Exercise ->
Pull out each row below that contains the string "wooden" and copy those rows in full. The match is case-sensitive.
------------------------
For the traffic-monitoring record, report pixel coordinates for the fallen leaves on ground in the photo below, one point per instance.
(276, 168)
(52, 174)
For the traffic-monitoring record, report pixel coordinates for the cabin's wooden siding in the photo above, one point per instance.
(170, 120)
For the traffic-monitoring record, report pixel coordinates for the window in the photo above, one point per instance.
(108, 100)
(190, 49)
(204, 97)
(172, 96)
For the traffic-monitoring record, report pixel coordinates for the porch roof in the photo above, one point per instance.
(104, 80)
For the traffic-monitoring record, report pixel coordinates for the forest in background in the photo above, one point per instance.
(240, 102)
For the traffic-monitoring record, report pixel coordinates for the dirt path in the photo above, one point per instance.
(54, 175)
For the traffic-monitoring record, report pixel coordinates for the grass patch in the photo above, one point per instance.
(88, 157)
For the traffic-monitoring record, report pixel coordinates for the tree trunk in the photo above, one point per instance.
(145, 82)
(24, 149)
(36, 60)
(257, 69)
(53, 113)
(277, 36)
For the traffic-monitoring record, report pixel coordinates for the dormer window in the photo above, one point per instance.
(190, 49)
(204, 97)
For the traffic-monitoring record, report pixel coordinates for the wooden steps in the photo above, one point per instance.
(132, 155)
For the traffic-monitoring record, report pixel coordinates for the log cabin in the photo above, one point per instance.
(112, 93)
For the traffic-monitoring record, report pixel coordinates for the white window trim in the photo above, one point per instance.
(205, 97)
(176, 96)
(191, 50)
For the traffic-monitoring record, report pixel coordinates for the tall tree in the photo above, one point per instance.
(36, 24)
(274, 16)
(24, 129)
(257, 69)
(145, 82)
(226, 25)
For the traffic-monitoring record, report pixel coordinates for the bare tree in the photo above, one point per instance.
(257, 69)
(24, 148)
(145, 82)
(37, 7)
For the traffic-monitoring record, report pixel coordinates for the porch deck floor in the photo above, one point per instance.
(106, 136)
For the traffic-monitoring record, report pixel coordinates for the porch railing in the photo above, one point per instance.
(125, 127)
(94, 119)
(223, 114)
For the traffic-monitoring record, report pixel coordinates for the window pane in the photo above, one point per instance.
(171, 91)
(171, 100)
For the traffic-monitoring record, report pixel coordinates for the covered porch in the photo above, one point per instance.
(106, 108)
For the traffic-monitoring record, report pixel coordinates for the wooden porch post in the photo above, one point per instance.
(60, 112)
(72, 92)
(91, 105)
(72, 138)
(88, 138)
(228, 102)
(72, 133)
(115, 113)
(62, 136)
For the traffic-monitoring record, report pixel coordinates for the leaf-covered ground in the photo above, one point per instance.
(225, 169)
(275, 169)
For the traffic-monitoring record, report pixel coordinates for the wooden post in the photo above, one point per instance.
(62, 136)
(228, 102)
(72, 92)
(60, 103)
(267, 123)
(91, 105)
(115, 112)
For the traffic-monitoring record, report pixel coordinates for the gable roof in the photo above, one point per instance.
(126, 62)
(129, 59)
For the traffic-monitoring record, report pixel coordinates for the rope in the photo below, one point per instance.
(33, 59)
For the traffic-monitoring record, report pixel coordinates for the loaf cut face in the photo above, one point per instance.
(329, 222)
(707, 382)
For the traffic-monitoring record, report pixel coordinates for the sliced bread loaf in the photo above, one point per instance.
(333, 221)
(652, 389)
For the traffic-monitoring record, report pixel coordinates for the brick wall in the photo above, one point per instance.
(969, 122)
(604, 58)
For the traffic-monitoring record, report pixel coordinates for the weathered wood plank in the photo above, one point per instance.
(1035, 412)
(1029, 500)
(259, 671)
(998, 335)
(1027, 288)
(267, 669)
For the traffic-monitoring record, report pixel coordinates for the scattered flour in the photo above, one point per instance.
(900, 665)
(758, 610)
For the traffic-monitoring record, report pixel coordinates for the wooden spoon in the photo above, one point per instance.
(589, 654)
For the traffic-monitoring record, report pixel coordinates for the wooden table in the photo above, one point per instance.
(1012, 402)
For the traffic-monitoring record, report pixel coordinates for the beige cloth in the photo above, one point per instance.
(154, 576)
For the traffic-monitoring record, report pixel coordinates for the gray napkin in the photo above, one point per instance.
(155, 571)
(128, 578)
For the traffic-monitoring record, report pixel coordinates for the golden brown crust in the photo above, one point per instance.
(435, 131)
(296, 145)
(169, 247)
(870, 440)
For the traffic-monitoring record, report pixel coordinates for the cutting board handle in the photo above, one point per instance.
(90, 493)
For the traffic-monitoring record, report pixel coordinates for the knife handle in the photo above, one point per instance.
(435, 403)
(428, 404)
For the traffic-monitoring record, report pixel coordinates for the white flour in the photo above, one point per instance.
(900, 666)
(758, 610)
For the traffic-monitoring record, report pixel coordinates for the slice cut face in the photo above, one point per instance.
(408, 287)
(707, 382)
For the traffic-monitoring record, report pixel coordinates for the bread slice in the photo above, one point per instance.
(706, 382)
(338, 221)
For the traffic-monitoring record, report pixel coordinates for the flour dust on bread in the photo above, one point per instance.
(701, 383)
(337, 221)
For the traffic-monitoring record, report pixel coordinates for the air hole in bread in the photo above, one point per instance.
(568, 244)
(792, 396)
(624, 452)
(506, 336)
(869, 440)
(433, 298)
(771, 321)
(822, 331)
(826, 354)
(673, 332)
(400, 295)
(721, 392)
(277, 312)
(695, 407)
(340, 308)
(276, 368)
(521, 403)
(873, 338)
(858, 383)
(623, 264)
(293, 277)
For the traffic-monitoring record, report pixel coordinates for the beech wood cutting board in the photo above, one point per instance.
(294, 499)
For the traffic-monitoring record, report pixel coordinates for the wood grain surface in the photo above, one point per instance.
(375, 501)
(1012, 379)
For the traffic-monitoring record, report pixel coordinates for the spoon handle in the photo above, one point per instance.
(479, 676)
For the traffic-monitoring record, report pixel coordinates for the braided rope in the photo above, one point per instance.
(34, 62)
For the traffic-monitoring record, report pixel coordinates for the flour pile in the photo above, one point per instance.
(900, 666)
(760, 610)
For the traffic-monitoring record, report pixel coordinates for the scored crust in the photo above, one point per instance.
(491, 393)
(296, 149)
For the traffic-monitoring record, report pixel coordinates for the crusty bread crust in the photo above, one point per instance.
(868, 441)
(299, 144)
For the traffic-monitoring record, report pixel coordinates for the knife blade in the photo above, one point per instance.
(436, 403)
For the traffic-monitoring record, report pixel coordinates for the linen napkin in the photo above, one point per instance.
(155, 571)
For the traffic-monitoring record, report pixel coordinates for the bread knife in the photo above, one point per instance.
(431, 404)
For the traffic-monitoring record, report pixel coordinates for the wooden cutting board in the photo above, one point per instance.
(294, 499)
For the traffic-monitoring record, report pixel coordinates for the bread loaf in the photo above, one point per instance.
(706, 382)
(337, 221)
------------------------
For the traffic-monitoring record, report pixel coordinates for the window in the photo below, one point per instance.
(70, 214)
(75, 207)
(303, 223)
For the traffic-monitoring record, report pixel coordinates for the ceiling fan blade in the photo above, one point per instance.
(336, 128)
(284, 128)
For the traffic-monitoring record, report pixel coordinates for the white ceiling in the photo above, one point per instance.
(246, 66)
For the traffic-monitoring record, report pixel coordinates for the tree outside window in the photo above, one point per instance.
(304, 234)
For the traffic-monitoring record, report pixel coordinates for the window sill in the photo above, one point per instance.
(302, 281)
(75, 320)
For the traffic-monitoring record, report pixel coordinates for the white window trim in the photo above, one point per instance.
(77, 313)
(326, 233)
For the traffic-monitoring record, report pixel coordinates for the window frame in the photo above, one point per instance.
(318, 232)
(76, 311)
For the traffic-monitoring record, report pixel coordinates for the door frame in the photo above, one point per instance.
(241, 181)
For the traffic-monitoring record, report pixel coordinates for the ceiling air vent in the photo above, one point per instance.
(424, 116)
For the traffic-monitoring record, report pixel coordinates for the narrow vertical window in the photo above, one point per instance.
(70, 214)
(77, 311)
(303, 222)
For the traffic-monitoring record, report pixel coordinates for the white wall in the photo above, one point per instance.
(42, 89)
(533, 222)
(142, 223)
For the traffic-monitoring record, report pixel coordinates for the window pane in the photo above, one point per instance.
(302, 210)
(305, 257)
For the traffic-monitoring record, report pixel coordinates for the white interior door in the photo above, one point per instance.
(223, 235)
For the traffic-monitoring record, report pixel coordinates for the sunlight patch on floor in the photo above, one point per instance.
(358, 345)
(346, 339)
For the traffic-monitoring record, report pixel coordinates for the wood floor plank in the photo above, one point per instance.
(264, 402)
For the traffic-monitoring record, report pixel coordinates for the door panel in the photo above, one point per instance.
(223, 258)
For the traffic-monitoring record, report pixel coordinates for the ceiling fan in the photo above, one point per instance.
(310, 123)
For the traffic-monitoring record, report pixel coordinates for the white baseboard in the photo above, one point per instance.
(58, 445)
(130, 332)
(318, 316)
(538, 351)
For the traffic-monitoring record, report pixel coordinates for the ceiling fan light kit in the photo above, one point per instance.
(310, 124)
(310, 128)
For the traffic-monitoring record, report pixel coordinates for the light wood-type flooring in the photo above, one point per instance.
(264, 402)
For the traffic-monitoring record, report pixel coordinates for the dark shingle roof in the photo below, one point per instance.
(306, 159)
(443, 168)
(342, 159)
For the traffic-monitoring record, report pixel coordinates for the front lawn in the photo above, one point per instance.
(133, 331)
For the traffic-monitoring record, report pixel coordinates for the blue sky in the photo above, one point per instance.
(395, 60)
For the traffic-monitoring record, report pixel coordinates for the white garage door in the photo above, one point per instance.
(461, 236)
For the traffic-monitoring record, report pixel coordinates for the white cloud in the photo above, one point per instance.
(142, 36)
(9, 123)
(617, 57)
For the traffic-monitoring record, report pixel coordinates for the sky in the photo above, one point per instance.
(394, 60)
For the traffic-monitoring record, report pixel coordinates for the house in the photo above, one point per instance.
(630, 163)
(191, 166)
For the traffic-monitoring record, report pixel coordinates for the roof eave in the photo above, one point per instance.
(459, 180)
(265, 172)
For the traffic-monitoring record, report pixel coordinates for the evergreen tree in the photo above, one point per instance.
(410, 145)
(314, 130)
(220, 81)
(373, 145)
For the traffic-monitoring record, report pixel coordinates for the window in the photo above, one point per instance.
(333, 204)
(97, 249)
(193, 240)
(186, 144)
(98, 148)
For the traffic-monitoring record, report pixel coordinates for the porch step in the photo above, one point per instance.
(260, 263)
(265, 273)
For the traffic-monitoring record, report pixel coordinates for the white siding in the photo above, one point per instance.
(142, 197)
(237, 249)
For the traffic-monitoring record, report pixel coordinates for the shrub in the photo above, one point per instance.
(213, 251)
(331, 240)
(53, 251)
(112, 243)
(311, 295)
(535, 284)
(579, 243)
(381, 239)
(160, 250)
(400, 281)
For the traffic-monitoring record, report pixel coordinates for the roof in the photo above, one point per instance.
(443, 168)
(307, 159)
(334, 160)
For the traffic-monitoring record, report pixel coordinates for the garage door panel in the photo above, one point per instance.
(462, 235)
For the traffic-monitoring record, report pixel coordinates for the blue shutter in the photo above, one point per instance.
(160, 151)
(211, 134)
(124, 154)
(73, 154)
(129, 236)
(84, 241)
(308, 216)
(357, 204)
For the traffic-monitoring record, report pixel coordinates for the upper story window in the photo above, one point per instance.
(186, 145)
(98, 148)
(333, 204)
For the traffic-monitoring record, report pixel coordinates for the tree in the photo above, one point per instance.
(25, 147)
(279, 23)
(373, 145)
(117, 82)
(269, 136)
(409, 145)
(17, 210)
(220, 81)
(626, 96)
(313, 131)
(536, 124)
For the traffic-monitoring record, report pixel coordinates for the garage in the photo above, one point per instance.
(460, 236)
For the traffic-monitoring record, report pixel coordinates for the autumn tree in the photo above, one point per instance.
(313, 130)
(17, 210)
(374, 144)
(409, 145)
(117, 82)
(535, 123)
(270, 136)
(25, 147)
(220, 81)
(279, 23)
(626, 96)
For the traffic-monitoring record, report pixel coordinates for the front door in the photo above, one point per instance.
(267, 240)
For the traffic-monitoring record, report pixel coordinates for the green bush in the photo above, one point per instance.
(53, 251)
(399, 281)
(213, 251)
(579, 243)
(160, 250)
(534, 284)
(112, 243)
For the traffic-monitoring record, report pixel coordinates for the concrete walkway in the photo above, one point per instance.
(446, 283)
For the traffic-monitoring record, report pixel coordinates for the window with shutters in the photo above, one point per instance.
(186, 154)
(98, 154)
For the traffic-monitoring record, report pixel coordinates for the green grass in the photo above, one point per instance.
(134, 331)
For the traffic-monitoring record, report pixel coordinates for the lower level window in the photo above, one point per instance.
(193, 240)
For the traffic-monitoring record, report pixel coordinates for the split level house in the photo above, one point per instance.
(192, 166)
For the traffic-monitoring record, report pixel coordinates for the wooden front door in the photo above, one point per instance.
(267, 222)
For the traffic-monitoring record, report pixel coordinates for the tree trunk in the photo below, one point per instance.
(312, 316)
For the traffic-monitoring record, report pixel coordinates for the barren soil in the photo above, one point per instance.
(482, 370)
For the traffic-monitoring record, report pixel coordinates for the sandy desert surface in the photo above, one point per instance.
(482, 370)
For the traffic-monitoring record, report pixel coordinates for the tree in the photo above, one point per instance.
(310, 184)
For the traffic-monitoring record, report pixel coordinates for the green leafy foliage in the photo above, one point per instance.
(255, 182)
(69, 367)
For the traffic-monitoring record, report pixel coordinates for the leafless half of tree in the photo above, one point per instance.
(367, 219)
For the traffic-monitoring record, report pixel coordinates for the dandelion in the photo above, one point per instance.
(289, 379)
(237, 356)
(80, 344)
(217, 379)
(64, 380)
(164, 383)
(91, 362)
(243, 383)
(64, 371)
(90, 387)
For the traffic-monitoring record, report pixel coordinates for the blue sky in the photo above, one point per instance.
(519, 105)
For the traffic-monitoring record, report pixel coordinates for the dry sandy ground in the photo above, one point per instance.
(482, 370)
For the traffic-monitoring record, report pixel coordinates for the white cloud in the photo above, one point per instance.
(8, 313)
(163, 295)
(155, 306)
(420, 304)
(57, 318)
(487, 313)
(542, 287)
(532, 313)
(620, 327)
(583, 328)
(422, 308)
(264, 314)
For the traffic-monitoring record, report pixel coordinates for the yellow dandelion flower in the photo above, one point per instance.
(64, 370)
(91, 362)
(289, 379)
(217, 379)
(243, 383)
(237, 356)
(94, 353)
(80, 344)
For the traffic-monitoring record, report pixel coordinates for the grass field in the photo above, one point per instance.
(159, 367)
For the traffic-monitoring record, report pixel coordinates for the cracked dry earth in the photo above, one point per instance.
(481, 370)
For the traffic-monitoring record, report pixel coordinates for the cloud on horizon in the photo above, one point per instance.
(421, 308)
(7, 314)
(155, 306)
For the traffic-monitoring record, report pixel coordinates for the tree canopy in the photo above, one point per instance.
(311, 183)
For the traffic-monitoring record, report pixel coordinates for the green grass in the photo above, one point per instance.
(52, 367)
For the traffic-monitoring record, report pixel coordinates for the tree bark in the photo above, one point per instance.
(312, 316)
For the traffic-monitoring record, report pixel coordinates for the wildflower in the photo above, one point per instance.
------------------------
Answer to this exercise ->
For the traffic-monitoring record, report pixel coordinates for the cabin's wooden siding in the photo above, one point per instance.
For the traffic-monitoring record, report pixel coordinates for the wooden steps in the photo above, one point per instance.
For the traffic-monitoring record, report pixel coordinates for the wooden porch post in the photo above, one point per instance.
For the traffic-monitoring record, report pixel coordinates for the wooden post in the photo above, one point per instance.
For the traffic-monitoring record, report pixel coordinates for the wooden spoon in the photo above, one point per instance.
For the traffic-monitoring record, report pixel coordinates for the wooden table in the photo above, one point per instance.
For the traffic-monitoring record, report pixel coordinates for the wooden cutting board in the photo above, one point per instance.
For the traffic-monitoring record, report pixel coordinates for the wooden front door in the photo above, one point per instance.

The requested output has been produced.